▸ Article
#####
This is the first of what I hope will be about three months of Sundays working through Thomas Oden's Classic Christianity.
Preface (xiii-xxvi)
I haven't known whether to smile or get annoyed when Oden proudly announces that he aims "to make no new contribution to theology" (xiv) and that the "only promise I intend to make... is that of unoriginality" (xv). Oden's systematic theology is about the consensus of Christendom, the beliefs that all Christians hold together in common. He mentions Vincent of Lerins sense of the core as "that which has always, everywhere, and by all Christians been believed about God's self-disclosure" (xv).
He gives the ecumenical Doctors of the Church in the east as 1) Athanasius, 2) Basil, 3) Gregory of Nazianzus, and 4) Chrysostum, and the Church in the west as 1) Ambrose, 2) Augustine, 3) Jerome, and 4) Gregory the Great. Meanwhile, consensual documents are more important than individuals (xvi).
Of course all of these are secondary for Oden to Scripture. He is interested in the common understanding of faith these individuals and other consensual documents have as they have interpreted Scripture. Oden makes it clear that he does not, however, have a fundamentalist understanding of Scripture. xxiv-xxv lay out 10 ways in which his approach differs from fundamentalism.
#####
▸ Raw records
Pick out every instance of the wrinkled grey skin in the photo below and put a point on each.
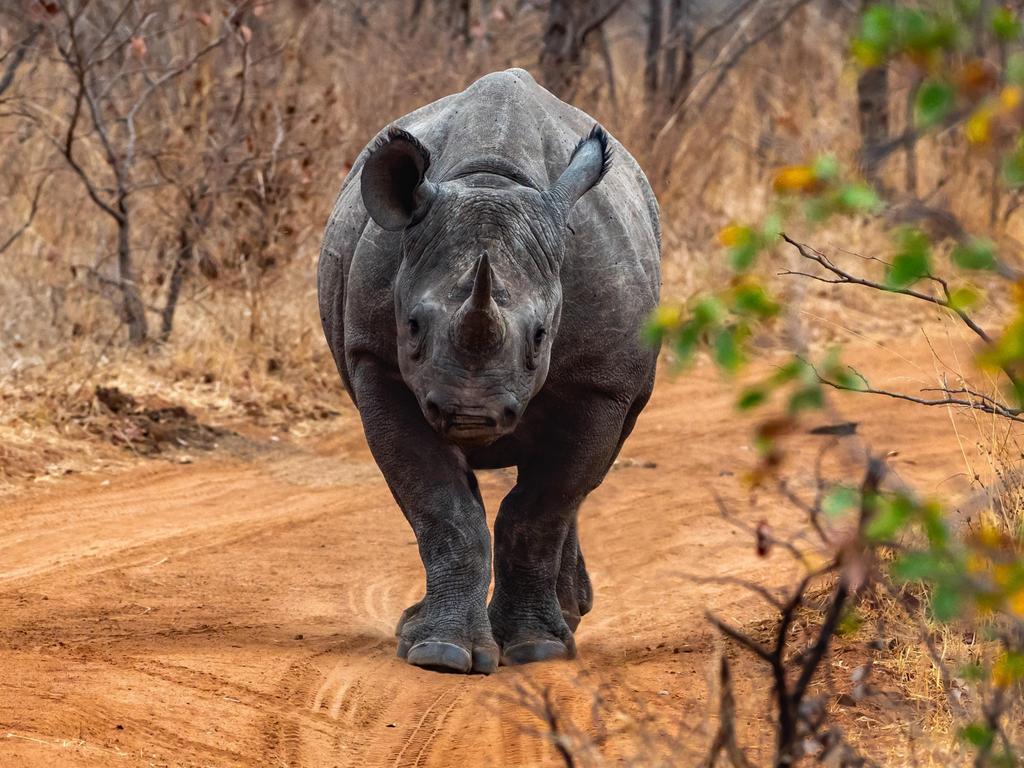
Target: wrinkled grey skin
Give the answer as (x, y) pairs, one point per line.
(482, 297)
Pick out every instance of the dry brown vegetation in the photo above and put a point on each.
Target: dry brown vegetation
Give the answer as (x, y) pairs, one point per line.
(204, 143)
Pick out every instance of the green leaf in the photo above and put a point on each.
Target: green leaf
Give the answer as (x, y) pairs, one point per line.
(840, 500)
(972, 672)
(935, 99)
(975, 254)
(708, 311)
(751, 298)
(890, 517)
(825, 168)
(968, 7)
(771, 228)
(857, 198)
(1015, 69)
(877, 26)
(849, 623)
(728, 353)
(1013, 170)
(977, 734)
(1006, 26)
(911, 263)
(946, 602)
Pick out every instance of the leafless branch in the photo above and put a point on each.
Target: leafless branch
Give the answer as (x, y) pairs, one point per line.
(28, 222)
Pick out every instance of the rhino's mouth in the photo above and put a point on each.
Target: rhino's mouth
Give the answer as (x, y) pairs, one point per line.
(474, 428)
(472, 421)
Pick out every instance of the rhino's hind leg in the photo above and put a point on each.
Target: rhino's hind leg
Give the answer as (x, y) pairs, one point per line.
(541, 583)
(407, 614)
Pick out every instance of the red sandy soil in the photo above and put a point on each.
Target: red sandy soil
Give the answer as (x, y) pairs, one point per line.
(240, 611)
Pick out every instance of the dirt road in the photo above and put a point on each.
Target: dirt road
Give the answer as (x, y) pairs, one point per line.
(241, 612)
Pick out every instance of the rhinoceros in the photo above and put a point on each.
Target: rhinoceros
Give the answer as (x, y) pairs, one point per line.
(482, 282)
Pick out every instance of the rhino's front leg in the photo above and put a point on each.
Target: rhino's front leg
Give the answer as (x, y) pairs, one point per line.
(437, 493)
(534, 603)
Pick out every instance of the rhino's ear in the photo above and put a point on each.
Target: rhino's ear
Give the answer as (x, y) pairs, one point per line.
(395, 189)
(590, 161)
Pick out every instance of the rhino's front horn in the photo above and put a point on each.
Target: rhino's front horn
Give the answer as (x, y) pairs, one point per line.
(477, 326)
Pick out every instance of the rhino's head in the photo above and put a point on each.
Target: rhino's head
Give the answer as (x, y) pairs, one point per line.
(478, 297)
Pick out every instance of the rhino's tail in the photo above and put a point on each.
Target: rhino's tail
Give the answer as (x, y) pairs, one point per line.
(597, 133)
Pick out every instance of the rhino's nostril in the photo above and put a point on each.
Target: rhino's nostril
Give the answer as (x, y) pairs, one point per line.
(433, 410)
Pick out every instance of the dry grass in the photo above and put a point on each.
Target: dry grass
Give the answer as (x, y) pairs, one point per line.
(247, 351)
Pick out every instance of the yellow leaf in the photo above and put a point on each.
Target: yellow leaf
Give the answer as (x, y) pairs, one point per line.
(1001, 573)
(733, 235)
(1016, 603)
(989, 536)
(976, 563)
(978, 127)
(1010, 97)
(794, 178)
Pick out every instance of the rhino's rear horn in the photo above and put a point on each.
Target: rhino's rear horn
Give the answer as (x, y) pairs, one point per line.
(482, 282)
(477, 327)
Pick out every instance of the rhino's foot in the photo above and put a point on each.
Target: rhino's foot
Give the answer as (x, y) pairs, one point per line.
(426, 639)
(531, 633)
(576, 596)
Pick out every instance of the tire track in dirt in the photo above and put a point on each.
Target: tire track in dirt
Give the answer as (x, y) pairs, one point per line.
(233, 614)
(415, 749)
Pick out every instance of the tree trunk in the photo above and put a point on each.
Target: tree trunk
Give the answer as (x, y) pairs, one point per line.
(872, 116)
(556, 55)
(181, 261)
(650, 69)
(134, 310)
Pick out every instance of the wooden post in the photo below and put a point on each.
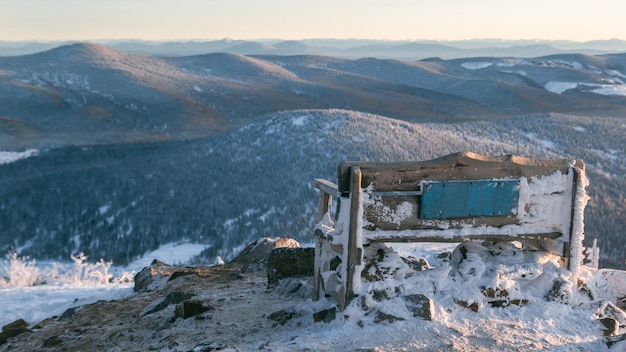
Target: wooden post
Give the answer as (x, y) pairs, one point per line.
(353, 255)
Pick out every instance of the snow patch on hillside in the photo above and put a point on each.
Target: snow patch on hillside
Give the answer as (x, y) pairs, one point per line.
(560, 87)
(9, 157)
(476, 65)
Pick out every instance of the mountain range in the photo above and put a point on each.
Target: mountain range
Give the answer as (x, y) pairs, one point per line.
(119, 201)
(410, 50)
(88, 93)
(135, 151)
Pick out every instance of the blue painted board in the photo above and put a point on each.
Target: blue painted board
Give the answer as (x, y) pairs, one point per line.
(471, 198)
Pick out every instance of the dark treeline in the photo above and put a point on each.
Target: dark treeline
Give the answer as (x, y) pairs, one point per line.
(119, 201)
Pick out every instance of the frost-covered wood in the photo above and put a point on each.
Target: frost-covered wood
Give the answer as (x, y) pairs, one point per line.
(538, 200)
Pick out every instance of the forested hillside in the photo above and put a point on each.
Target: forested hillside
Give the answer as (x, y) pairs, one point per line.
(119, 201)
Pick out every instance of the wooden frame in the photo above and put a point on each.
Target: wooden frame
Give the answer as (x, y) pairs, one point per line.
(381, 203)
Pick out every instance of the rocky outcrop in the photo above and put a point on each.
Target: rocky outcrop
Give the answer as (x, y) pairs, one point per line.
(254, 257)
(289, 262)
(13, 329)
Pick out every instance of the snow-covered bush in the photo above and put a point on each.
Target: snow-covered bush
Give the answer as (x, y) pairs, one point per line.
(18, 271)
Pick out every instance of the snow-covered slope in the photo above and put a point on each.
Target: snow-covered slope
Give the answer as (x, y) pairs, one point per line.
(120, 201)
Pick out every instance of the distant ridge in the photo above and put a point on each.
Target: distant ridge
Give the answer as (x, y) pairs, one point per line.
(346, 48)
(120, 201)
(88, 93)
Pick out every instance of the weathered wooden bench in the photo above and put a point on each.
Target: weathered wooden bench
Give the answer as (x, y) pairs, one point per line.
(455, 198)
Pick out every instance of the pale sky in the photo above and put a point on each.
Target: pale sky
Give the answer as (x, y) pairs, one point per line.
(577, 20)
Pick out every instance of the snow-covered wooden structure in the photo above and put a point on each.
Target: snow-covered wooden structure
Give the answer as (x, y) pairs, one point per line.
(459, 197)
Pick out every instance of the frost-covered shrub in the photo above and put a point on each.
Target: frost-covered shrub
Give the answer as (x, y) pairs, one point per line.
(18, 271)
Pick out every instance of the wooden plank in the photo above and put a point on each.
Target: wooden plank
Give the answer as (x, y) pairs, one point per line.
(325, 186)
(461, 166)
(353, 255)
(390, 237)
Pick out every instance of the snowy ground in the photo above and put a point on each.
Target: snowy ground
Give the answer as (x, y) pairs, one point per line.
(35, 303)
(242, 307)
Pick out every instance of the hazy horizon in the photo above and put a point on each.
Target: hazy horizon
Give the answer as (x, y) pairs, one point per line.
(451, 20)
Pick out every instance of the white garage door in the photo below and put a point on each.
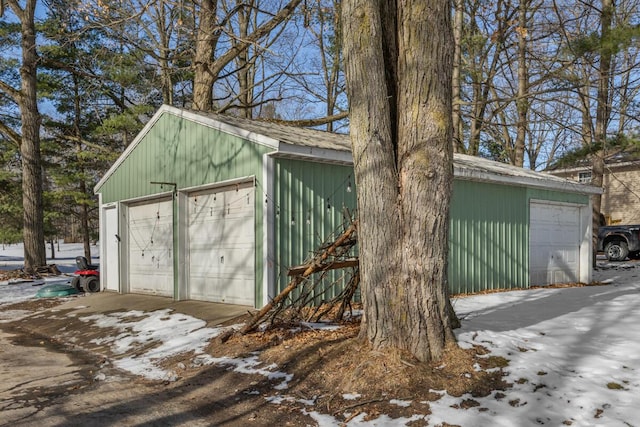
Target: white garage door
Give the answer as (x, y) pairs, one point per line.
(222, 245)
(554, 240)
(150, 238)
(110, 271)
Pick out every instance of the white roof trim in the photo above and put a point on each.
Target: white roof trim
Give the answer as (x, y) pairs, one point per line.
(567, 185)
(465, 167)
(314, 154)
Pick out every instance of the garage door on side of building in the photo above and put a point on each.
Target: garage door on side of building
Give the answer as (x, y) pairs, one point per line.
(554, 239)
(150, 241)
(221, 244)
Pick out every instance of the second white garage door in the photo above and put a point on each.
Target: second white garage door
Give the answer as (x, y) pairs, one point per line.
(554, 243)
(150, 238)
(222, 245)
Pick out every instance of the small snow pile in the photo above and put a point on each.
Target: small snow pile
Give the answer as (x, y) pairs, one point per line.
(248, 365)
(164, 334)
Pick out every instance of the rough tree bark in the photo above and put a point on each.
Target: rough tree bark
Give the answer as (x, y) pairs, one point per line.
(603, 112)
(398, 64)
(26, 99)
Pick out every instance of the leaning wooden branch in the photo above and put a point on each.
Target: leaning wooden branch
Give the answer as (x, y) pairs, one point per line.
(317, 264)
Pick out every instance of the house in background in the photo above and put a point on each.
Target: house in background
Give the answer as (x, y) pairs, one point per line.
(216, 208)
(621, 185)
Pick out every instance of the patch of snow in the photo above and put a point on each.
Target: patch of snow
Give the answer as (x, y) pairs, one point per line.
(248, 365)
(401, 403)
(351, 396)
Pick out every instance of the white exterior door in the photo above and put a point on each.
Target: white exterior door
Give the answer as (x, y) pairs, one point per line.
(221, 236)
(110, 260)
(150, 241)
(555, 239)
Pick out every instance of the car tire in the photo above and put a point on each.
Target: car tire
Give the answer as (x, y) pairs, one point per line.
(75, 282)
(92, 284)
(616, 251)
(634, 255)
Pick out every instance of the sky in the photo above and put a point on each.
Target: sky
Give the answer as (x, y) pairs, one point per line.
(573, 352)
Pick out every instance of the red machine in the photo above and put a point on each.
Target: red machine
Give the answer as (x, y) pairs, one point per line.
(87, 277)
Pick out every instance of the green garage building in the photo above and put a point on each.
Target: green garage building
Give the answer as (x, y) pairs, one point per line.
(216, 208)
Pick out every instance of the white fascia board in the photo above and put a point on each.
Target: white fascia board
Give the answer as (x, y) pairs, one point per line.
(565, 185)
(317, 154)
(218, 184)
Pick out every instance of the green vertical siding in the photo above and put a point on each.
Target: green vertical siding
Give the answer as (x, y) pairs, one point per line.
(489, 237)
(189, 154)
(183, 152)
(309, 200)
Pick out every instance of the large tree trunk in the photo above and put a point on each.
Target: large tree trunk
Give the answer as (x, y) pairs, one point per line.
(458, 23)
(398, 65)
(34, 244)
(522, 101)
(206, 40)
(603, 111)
#####
▸ Direction
According to the post on Oden's Classic Christianity, who are the ecumenical Doctors of the Church in the west? The lines play no part in this and can be set aside.

▸ Reply to the task
Ambrose, Augustine, Jerome, and Gregory the Great.